> [YOUR OBJECTIVE] From the piece below on mouldy homes and asthma, write out word for word the stretch that opens with "If your housing" and closes with "charge by GPs.".

We are seeing increased instances of NHS employees requesting Housing Ombudsman involvement and Environmental Health Officer inspections, especially of mouldy homes, in the hope the patient’s housing conditions will be improved. Whilst this can and should result in an improvement to the housing conditions these organisations are also overwhelmed by the sheer number of residents requesting their intervention and as with the courts are experiencing delays.
Ultimately investment is needed as recommended by The Building Research Establishment and legislation is needed to protect tenants so that they can report and advocate for repairs from their landlords without the fear of eviction.
My house is mouldy, and my child has asthma, what can I do?
At the bottom of this article, you will find our ‘damp and asthma guide’ which gives in-depth information about your and your landlord’s obligations how to report issues, who you can escalate these issues to other than your landlord, what you can do to reduce condensation and seeking legal advice which I will not repeat in this article.
If your housing conditions are detrimentally affecting your or someone in your household’s health your NHS treatment provider may write to your housing provider. It is important to remember there is no obligation for them to do so and letters relating to housing can accrue a charge by GPs.
When asking your treatment provider to write a letter it is best to ask them to do so within their professional medical opinion, for instance, a letter requesting a property with a specific number of rooms with little information on how the current property is impacting health may have little effect.
A treatment provider will likely not have the relevant information on available properties, your entitlements and what a housing provider can achieve. Therefore it is best if a treatment provider instead comments on what about the current property is impacting your health and what needs to change to mitigate that, an obvious example would be a treatment provider writing on behalf of an asthmatic patient to confirm the patient is asthmatic, confirm that mould not only is a hazard to all but especially to asthma sufferers and as such the patient needs to live in a mould free home or their asthma will continue to be exacerbated.
If your GP refuses to write a letter or will only write a letter for payment, you can challenge this decision with them or their practice. An effective way to do so is if you have had increased appointments and treatment requirements as a result of your housing conditions you should raise that proportionately the letter writing will take less time than future appointments and may resolve the problem reducing the need for future appointments.

> [Records taken from a collection]
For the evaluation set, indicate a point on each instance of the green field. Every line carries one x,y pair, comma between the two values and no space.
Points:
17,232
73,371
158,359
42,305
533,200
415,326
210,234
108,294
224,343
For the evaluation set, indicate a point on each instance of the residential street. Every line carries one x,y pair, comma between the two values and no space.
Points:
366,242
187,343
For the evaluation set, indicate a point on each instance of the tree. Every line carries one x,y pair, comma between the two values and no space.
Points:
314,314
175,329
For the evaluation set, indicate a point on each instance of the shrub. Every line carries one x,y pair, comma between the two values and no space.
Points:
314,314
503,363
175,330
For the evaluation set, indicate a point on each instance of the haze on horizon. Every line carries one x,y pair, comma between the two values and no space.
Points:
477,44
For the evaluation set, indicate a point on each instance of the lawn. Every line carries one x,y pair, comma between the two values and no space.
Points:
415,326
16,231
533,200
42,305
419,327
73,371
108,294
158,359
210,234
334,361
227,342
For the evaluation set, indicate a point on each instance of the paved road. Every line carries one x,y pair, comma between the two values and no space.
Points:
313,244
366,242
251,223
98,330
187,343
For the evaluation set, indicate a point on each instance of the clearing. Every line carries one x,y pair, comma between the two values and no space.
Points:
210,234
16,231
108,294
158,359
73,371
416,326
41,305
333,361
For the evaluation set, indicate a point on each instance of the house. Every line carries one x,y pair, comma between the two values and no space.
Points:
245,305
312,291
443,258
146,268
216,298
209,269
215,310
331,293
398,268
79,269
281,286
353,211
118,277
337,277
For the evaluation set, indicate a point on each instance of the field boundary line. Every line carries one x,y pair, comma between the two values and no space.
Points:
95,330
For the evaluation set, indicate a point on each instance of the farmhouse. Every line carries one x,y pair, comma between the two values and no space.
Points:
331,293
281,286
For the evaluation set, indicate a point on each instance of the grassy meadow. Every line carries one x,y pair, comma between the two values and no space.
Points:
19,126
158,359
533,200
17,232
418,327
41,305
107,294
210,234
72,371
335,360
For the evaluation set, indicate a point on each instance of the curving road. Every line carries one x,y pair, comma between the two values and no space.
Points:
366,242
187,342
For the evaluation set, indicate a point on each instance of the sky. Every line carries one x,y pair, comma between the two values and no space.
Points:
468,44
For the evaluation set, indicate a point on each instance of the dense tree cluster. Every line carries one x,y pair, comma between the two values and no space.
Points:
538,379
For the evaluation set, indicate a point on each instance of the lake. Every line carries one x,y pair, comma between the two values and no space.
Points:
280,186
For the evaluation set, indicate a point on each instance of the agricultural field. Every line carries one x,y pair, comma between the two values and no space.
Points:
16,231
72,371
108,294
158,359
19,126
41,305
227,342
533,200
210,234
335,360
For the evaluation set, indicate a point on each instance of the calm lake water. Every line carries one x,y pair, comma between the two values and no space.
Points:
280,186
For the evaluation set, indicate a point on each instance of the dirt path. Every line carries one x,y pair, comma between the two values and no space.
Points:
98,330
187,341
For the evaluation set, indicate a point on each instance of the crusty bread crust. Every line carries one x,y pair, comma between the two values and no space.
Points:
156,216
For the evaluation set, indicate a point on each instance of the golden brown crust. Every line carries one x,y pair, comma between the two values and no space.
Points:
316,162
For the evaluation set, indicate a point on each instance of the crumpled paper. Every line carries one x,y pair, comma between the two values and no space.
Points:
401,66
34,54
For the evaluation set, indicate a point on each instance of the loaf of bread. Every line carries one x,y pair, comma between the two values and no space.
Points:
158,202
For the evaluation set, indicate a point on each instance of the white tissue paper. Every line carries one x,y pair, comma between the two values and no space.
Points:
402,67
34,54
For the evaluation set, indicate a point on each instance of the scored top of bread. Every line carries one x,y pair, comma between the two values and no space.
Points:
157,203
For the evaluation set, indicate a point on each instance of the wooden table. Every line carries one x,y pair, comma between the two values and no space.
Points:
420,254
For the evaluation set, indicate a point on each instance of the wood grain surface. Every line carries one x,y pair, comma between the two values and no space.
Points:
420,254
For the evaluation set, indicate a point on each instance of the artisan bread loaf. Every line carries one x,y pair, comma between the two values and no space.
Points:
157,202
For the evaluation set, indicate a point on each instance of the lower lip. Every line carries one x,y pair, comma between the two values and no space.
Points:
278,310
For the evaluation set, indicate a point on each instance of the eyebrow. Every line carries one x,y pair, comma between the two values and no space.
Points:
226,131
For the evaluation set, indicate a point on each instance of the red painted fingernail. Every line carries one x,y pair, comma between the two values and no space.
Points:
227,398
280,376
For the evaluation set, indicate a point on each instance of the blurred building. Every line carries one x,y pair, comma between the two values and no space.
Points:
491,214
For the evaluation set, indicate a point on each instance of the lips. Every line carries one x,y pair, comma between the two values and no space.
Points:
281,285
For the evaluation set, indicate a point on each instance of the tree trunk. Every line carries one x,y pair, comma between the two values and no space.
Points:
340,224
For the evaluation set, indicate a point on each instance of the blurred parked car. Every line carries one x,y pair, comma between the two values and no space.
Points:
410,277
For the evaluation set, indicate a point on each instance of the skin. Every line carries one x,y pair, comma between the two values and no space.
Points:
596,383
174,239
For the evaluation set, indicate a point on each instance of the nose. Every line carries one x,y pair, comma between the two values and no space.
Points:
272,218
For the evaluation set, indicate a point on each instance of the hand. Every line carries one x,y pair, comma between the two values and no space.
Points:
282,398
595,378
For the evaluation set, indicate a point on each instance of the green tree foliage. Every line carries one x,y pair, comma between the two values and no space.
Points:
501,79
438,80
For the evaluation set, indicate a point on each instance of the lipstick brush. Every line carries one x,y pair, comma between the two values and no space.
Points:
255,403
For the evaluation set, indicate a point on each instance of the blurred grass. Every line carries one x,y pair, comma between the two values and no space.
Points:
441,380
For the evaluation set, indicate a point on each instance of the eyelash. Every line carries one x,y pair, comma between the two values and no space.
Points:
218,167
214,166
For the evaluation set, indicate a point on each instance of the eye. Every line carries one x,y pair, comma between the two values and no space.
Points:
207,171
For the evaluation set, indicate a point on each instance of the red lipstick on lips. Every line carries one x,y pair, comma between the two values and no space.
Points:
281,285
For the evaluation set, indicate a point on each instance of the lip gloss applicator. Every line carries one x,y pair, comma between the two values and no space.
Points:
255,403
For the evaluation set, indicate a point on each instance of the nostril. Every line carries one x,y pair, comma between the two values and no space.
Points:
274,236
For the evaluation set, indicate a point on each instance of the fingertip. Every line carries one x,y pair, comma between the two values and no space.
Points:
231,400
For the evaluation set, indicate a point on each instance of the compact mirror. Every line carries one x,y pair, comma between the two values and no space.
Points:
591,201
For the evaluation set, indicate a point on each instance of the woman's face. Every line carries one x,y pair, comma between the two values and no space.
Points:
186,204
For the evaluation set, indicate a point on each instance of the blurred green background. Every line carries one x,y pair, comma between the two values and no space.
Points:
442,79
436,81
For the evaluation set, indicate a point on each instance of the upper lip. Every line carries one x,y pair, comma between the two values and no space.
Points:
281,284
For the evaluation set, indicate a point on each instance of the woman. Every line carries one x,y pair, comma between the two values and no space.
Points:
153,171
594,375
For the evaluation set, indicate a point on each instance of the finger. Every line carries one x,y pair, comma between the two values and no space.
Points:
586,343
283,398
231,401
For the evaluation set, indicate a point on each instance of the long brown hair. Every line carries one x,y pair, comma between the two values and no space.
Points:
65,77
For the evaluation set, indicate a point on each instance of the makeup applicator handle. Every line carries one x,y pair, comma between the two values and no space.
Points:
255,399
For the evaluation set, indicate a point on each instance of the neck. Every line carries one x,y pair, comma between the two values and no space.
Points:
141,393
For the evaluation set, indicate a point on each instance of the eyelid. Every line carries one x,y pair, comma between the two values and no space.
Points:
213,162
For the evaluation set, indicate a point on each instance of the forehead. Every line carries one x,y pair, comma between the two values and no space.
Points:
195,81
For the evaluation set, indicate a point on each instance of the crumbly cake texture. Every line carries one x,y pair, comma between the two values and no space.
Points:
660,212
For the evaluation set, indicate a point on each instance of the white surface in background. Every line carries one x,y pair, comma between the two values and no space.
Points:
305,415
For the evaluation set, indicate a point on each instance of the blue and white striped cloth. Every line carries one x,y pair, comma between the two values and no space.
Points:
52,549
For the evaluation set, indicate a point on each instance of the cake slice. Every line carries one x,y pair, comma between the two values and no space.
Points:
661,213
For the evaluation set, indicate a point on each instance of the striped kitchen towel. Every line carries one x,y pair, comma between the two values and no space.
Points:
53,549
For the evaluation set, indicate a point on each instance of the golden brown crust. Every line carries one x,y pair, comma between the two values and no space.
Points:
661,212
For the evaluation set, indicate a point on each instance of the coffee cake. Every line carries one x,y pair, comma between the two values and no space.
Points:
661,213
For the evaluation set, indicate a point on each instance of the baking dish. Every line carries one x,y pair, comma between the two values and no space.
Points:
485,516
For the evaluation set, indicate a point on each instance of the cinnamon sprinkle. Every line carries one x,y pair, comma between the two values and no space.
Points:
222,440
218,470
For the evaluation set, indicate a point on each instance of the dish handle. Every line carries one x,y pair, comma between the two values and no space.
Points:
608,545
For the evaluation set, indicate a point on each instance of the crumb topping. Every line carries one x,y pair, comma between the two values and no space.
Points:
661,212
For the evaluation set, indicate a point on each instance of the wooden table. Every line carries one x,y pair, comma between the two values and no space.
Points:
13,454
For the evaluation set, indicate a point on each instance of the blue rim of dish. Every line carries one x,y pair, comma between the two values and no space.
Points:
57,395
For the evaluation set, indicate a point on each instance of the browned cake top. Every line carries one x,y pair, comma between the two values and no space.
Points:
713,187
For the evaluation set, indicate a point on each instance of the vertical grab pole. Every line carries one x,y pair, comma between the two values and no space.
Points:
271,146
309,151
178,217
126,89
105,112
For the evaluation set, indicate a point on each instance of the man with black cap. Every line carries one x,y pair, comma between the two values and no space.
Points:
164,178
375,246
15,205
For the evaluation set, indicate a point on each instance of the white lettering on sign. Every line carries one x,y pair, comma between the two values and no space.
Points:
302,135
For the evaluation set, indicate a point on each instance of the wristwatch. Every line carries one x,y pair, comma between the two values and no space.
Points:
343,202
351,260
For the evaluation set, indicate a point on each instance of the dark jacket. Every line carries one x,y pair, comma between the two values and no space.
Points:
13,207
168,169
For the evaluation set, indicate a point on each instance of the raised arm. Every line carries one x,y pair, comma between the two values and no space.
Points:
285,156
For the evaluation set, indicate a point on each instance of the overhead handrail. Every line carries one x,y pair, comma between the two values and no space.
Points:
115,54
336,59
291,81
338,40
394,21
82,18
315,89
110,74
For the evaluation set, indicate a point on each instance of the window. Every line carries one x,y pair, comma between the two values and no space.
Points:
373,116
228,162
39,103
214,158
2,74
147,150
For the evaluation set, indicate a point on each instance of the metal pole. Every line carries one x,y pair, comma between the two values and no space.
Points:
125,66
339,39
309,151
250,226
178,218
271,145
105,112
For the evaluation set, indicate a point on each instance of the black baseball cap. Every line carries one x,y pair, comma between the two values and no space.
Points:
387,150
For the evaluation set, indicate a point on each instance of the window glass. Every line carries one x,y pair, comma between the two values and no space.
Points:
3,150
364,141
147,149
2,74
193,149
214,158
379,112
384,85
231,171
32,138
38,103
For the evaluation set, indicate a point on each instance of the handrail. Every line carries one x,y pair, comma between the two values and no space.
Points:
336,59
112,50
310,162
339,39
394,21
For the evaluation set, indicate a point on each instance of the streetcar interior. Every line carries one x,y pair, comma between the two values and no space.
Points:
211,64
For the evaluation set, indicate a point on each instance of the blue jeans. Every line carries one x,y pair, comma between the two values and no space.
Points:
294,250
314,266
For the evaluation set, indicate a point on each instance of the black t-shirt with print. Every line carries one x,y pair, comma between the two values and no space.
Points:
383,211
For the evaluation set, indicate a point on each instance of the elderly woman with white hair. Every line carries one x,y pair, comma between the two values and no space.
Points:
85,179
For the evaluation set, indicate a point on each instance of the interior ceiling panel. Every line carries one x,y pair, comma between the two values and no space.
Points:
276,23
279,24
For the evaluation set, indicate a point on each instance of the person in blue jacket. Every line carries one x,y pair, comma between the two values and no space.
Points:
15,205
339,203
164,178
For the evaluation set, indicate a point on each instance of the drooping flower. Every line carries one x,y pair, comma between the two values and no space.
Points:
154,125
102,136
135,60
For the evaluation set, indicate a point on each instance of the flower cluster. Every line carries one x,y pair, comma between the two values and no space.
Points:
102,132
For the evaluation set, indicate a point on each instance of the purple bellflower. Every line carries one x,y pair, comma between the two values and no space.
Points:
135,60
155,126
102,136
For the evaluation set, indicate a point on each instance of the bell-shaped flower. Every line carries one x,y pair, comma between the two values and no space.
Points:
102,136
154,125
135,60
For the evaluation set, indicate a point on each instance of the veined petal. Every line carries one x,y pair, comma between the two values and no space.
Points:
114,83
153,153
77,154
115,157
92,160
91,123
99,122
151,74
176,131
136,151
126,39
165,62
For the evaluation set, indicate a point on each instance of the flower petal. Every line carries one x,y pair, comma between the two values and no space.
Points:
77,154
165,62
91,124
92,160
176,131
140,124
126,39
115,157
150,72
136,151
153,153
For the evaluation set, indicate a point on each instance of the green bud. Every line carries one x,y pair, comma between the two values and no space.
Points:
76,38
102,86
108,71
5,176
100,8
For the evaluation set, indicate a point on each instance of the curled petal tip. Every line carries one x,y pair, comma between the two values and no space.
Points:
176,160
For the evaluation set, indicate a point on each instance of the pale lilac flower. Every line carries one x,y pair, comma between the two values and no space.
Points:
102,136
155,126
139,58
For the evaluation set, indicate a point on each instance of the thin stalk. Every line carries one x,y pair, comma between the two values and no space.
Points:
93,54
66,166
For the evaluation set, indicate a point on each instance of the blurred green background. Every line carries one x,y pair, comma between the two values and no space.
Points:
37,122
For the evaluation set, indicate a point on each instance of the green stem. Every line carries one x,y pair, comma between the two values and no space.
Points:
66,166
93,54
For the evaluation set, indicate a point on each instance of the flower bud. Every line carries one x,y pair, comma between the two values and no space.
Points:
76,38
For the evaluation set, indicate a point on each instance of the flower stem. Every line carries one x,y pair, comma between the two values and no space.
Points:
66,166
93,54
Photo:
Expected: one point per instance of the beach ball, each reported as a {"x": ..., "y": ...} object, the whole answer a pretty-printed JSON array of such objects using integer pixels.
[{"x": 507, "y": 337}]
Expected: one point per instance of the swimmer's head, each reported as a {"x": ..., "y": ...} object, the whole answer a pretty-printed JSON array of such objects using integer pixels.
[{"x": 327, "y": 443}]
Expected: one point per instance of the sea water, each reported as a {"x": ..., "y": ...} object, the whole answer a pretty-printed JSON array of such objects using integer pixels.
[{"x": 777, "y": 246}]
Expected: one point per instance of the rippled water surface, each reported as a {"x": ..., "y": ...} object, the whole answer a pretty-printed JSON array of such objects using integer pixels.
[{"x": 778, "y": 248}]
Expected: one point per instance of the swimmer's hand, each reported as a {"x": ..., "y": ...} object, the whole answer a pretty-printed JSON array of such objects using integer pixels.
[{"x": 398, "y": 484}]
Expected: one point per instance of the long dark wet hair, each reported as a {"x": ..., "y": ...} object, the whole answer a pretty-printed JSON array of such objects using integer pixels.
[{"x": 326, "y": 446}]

> [ANSWER TO THIS PROBLEM]
If your housing conditions are detrimentally affecting your or someone in your household’s health your NHS treatment provider may write to your housing provider. It is important to remember there is no obligation for them to do so and letters relating to housing can accrue a charge by GPs.